» **TRECHO FORNECIDO**
== == ==

Entre os documentos, estão papéis da CPI da Pedofilia, de 2010, com 1.696 páginas. Também foi enviado um conteúdo de 284 páginas de uma CPI da Assembleia Legislativa do Pará, que foi criada em 2010 para apurar práticas de violência e abuso sexual contra crianças e adolescentes no Estado. Um terceiro relatório, de 113 páginas, traz informações da CPI dos maus-tratos, concluída em 2018 pelo Senado.

Nenhum dos documentos apresentam alguma citação do que foi dito pela ex-ministra. Apenas apontam, como ocorre em diversas regiões do País, que crimes de violência sexual estão presentes no Pará e em Marajó.

·        O que foi dito por Damares

Durante um culto religioso no último domingo (9), na igreja evangélica Assembleia de Deus Ministério Fama, em Goiânia (GO), Damares afirmou que, enquanto ministra, teria descoberto em visita ao arquipélago do Marajó (PA) casos de crianças vítimas de tráfico humano.

Nós temos imagens de crianças de quatro anos, três anos que, quando cruzam as fronteiras, tem seus dentes arrancados para não morderem na hora do sexo oral. (…) Nós descobrimos que essas crianças comem comida pastosa para o intestino ficar livre para a hora do sexo anal“, declarou.

== == ==

» **Entradas do conjunto de dados**
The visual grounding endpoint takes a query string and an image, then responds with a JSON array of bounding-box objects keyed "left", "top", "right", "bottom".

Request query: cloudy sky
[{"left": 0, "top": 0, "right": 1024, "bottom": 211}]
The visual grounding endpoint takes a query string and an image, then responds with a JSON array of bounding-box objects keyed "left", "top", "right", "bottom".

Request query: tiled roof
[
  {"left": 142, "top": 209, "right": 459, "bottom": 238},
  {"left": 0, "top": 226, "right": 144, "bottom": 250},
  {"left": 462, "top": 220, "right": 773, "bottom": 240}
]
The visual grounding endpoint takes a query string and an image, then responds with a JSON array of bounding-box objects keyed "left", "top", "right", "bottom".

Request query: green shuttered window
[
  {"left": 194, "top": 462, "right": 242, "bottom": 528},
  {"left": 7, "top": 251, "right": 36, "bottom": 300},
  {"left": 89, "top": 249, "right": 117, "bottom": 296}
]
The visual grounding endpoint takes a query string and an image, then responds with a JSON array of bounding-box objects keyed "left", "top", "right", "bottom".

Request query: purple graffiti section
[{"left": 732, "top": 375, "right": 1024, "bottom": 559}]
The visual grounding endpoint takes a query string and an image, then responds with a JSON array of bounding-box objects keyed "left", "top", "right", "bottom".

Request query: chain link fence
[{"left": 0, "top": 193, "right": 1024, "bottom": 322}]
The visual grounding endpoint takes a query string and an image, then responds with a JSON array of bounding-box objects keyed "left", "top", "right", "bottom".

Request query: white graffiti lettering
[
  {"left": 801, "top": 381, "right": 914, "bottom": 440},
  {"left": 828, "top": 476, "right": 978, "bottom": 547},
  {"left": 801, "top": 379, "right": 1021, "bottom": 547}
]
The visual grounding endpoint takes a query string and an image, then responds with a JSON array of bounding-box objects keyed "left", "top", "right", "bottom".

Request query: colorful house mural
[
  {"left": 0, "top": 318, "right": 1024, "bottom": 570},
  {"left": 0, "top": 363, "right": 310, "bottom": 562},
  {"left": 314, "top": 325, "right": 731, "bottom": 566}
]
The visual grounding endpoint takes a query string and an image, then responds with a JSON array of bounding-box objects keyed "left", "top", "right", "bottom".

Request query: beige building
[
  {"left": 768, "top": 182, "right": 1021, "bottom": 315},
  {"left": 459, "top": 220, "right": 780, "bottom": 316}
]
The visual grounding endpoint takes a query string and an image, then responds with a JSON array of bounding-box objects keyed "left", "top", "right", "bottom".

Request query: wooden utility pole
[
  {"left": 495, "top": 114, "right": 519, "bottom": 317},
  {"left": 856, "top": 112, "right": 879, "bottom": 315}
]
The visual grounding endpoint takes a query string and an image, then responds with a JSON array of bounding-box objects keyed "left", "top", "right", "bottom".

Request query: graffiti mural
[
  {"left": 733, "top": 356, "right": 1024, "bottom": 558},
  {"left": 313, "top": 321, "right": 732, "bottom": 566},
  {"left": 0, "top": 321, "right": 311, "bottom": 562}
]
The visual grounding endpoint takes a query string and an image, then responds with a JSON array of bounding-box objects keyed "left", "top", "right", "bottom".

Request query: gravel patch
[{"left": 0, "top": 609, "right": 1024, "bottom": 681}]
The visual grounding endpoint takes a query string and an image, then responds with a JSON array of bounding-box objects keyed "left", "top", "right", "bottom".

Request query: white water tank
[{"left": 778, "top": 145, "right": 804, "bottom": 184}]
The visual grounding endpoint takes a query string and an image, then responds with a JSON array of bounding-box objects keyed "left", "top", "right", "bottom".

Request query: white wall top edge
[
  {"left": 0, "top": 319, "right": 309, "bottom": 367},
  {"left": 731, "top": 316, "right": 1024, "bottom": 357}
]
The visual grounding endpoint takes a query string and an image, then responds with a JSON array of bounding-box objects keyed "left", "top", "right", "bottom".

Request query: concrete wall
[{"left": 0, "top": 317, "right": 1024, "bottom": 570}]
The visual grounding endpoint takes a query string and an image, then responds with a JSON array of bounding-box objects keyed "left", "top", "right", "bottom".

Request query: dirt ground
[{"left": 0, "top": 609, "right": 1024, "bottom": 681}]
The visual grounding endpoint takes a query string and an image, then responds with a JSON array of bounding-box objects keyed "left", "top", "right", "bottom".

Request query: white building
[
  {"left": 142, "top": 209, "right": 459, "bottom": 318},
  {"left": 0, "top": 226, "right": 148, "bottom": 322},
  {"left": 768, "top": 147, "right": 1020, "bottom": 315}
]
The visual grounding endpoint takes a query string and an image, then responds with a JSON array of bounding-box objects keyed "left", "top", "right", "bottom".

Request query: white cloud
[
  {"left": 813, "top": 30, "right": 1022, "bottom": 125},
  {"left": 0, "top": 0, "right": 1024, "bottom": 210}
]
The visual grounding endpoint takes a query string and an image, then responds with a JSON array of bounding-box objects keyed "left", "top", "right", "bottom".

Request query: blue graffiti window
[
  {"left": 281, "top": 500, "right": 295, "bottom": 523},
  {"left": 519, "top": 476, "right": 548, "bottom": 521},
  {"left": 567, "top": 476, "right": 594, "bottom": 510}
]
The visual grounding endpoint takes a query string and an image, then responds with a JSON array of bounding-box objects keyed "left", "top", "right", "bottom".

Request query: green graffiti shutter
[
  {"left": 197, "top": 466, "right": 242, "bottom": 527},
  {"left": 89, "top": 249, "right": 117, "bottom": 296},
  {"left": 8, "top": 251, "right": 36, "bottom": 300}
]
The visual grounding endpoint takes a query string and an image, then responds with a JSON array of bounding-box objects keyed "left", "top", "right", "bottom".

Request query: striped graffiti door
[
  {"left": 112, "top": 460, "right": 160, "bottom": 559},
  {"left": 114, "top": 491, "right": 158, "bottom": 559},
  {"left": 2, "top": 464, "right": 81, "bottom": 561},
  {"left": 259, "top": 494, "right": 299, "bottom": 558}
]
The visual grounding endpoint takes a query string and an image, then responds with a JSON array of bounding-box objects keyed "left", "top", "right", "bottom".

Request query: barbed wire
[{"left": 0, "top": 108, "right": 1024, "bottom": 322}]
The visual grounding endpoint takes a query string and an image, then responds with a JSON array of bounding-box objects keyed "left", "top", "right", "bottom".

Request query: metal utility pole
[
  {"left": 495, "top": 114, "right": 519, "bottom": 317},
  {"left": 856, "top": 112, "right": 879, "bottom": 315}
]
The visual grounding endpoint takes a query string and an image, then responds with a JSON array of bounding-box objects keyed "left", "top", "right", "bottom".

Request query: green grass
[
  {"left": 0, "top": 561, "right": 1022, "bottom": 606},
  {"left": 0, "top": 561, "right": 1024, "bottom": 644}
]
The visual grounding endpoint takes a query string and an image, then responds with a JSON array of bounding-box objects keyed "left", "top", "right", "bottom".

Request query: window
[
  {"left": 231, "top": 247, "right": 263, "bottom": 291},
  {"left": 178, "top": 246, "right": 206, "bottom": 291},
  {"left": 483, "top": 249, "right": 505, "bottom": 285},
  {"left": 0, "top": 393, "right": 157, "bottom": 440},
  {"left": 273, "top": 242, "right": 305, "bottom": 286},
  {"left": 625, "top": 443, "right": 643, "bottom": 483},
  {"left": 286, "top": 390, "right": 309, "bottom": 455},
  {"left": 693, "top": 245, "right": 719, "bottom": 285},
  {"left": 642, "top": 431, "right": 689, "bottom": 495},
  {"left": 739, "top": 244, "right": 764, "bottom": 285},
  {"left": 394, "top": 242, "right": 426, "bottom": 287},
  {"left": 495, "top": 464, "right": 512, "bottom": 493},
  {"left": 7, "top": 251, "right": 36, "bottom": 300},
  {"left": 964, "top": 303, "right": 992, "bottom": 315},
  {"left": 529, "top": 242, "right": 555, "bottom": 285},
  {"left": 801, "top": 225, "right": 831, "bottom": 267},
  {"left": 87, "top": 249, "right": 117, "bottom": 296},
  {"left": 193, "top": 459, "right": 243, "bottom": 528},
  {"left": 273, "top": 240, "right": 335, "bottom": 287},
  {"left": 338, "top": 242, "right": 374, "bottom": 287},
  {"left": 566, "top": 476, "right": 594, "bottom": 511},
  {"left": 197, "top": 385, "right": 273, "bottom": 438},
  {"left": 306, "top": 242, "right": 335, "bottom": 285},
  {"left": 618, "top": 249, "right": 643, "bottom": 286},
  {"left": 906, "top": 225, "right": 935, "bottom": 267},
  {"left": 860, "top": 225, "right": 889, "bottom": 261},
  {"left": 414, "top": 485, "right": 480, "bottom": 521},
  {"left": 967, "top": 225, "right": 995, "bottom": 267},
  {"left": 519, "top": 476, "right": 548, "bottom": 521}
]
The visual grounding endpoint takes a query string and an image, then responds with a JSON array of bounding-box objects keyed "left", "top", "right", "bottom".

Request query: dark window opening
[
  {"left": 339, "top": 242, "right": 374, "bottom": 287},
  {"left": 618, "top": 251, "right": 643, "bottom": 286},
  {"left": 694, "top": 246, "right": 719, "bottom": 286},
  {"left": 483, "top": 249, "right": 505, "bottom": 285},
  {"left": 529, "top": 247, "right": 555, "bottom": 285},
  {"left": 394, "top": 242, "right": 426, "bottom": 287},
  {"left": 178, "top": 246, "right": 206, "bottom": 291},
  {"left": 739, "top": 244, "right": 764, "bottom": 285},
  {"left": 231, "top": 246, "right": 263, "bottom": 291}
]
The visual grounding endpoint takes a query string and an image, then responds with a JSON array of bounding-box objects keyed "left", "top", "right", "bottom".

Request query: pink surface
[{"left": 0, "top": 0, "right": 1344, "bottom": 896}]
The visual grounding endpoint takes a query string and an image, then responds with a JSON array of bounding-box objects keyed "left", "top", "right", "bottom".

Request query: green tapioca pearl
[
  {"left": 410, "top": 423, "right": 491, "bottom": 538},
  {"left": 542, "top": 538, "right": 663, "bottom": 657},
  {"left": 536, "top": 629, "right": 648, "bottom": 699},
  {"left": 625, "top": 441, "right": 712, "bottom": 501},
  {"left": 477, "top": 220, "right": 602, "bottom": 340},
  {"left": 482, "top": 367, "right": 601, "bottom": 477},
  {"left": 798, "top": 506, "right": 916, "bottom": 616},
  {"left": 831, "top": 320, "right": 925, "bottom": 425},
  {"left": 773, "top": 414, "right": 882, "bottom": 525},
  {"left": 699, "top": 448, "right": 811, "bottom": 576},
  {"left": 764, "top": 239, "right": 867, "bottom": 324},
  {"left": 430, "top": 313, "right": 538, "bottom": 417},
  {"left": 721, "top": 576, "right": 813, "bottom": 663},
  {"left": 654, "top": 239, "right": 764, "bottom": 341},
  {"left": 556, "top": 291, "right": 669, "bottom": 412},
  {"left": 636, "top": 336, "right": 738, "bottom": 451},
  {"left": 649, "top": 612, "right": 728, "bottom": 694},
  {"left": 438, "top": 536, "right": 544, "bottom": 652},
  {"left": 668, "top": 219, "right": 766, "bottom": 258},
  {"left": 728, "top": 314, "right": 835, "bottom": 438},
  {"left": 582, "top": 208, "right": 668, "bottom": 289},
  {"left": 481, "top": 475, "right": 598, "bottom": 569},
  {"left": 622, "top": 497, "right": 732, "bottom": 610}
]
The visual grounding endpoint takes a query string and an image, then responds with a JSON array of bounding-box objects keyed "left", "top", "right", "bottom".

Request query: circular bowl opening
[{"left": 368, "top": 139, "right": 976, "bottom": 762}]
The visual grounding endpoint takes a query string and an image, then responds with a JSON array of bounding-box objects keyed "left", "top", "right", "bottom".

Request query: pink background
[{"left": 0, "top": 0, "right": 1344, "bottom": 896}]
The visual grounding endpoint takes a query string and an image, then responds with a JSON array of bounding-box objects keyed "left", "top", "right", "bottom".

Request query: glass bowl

== == ==

Reproduza na íntegra, sem qualquer alteração, o trecho sobre os relatórios das CPIs e a declaração de Damares.

Entre os documentos, estão papéis da CPI da Pedofilia, de 2010, com 1.696 páginas. Também foi enviado um conteúdo de 284 páginas de uma CPI da Assembleia Legislativa do Pará, que foi criada em 2010 para apurar práticas de violência e abuso sexual contra crianças e adolescentes no Estado. Um terceiro relatório, de 113 páginas, traz informações da CPI dos maus-tratos, concluída em 2018 pelo Senado.

Nenhum dos documentos apresentam alguma citação do que foi dito pela ex-ministra. Apenas apontam, como ocorre em diversas regiões do País, que crimes de violência sexual estão presentes no Pará e em Marajó.

·        O que foi dito por Damares

Durante um culto religioso no último domingo (9), na igreja evangélica Assembleia de Deus Ministério Fama, em Goiânia (GO), Damares afirmou que, enquanto ministra, teria descoberto em visita ao arquipélago do Marajó (PA) casos de crianças vítimas de tráfico humano.

Nós temos imagens de crianças de quatro anos, três anos que, quando cruzam as fronteiras, tem seus dentes arrancados para não morderem na hora do sexo oral. (…) Nós descobrimos que essas crianças comem comida pastosa para o intestino ficar livre para a hora do sexo anal“, declarou.